■ **YOUR ASSIGNMENT**
From the line containing "Drop a marker on every instance of the small pine" to the last line of the records below, repeat every line exactly and add nothing else.

■ **Dataset entries**

....................

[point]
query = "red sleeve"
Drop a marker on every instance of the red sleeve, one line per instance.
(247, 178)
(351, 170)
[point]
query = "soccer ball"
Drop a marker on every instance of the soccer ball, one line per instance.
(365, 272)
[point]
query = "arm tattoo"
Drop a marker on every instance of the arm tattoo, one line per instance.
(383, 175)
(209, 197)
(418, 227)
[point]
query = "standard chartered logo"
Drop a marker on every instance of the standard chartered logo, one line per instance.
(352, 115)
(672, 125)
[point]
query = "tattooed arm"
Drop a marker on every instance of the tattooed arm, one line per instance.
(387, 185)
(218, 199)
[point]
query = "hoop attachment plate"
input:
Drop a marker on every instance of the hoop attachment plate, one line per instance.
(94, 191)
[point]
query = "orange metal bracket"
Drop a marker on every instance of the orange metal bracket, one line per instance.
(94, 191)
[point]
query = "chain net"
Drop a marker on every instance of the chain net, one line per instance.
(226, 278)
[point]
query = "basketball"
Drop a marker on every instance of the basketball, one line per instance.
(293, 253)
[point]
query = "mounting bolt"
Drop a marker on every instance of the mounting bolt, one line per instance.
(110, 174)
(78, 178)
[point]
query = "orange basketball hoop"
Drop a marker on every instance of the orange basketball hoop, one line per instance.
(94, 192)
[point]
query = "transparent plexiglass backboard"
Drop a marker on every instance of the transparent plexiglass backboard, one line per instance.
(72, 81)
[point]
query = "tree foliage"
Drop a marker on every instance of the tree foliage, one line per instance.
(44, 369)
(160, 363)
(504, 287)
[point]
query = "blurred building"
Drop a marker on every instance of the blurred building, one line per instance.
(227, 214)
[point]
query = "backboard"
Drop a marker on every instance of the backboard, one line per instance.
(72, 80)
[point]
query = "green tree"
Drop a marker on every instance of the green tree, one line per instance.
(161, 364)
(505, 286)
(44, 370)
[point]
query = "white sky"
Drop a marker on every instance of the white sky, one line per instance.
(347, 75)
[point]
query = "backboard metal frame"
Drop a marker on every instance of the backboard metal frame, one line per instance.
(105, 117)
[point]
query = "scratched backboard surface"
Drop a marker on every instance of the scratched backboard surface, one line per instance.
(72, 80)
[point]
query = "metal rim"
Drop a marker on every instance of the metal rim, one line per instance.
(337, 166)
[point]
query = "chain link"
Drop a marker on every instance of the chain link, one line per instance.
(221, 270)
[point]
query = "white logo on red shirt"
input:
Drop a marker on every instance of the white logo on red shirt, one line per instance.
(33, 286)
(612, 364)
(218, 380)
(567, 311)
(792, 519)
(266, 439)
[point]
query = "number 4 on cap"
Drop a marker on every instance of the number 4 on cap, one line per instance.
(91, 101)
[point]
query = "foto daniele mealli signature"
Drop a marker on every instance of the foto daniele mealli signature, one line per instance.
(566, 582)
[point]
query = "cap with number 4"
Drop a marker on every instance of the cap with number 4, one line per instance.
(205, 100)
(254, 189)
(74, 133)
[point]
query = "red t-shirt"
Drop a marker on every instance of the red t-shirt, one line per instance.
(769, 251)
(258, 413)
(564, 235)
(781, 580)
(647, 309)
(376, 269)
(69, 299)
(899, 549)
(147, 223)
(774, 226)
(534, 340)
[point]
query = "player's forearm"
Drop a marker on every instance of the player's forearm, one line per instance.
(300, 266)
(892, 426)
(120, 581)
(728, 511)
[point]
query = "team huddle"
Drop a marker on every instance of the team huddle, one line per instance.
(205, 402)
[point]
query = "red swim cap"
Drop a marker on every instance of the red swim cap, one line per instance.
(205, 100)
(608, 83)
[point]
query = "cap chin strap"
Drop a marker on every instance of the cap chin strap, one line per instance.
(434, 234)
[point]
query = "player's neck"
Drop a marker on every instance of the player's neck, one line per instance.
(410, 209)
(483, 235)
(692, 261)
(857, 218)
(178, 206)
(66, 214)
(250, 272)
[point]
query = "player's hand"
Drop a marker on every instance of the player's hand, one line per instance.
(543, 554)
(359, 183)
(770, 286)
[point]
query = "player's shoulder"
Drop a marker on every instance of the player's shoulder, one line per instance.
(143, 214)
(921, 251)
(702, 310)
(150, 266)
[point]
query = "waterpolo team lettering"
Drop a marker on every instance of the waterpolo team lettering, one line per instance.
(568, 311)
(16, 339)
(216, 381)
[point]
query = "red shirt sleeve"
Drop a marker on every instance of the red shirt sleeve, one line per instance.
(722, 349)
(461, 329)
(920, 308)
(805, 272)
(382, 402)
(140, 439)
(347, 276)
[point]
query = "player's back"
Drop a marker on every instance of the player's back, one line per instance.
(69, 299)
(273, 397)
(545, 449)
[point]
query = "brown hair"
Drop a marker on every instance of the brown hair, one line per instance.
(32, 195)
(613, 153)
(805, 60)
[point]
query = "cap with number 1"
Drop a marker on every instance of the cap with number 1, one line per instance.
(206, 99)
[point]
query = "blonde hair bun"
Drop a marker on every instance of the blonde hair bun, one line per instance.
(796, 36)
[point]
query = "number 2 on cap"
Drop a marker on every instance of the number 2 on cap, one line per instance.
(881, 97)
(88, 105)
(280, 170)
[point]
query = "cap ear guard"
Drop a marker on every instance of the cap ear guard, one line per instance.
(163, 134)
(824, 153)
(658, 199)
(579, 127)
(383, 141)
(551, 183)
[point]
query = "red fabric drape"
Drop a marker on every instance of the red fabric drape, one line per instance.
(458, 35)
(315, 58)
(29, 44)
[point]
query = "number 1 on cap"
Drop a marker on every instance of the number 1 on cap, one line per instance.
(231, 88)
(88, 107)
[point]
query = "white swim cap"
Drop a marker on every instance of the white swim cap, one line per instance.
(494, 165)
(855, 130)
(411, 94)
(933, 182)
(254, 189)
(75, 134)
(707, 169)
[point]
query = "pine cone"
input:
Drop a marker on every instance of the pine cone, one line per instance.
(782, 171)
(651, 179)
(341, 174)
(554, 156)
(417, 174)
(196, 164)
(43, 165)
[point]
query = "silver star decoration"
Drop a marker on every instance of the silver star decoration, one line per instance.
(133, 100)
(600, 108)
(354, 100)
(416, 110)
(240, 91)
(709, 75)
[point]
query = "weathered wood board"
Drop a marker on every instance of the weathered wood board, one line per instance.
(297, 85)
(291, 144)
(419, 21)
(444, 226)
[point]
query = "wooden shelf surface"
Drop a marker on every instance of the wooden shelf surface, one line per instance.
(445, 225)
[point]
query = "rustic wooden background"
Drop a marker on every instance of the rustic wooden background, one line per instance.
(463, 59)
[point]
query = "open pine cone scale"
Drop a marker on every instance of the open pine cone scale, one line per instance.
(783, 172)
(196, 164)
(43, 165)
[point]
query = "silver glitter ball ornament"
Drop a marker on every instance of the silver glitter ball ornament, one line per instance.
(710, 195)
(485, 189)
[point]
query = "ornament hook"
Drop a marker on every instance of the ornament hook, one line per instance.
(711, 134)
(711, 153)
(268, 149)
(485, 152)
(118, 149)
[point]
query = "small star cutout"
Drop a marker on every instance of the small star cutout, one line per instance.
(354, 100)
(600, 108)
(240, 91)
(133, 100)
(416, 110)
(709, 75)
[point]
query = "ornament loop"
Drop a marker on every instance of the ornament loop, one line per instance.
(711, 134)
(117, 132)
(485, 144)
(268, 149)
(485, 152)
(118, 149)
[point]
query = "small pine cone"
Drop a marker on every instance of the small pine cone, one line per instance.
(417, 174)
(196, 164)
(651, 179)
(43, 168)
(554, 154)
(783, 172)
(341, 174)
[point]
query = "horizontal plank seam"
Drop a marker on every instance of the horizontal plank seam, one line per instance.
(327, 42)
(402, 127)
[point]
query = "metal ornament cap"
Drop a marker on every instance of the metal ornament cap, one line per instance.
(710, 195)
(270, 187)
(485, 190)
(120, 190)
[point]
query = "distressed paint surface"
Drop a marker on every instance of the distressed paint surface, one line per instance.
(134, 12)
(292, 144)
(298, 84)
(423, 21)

....................

■ **OUTPUT BELOW**
Drop a marker on every instance of the small pine cone, one line per instance.
(417, 174)
(196, 164)
(651, 179)
(43, 168)
(554, 154)
(783, 172)
(341, 174)
[point]
query = "horizontal plank seam"
Drop a marker on every instance of the horizontal plank seam, one line per instance.
(327, 42)
(402, 127)
[point]
query = "metal ornament cap"
Drop a marker on every instance of the metal ornament cap, one line per instance.
(710, 195)
(270, 187)
(485, 190)
(120, 190)
[point]
query = "distressed paint surface"
Drop a marker on every instance of the distressed paint surface, one line per instance.
(134, 12)
(292, 144)
(298, 84)
(423, 21)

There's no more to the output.